::: Data for the task

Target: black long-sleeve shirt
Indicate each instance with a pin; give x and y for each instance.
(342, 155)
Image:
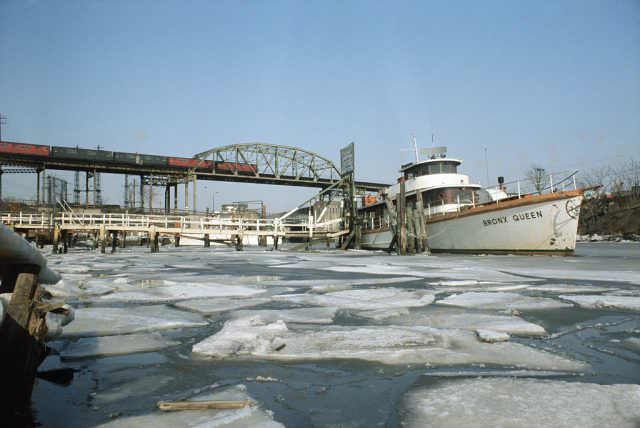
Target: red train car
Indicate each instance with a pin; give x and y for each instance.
(24, 149)
(233, 167)
(190, 163)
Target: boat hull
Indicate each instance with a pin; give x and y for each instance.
(536, 225)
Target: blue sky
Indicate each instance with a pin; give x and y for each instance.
(553, 83)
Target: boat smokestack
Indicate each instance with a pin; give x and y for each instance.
(501, 183)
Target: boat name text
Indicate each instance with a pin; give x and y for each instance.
(529, 215)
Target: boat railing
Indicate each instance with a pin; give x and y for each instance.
(537, 185)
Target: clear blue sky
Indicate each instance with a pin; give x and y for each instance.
(555, 82)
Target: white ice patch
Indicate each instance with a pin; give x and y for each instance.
(502, 402)
(501, 301)
(605, 302)
(253, 338)
(569, 288)
(181, 291)
(91, 347)
(632, 343)
(250, 416)
(220, 304)
(98, 321)
(490, 336)
(453, 318)
(300, 316)
(363, 299)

::::::

§ **What is expected**: Please write out all of the data above word for word, leaving out the pictures.

§ **Output for this exercise**:
Target: black long-sleeve shirt
Indicate each instance with a pin; give x and y for each instance.
(342, 155)
Image:
Target: red train car
Indicate each instance with a pin; give x and y for each instance.
(24, 149)
(233, 167)
(190, 163)
Target: boat hull
Indicate each instance with a pin; give x and y for each instance.
(536, 225)
Target: blue sky
Indicate each instance with a pin; give x and y for each instance.
(553, 83)
Target: boat smokestack
Indicate each instance with a pin; give x and y for each instance.
(501, 183)
Target: boat name text
Indicate each instance with a pin; give x and y for each instance.
(529, 215)
Target: boat railing
Indicate each instance with a pin; give x and y for each instance.
(537, 185)
Target: clear blue sky
Indicate each instance with a pin; give x and y for each instance.
(555, 82)
Target: white ice patch
Indicate each instance with a pin; give x and y for each instance.
(502, 402)
(501, 301)
(605, 302)
(253, 338)
(569, 288)
(181, 291)
(91, 347)
(632, 343)
(250, 416)
(220, 304)
(98, 321)
(490, 336)
(453, 318)
(300, 316)
(363, 299)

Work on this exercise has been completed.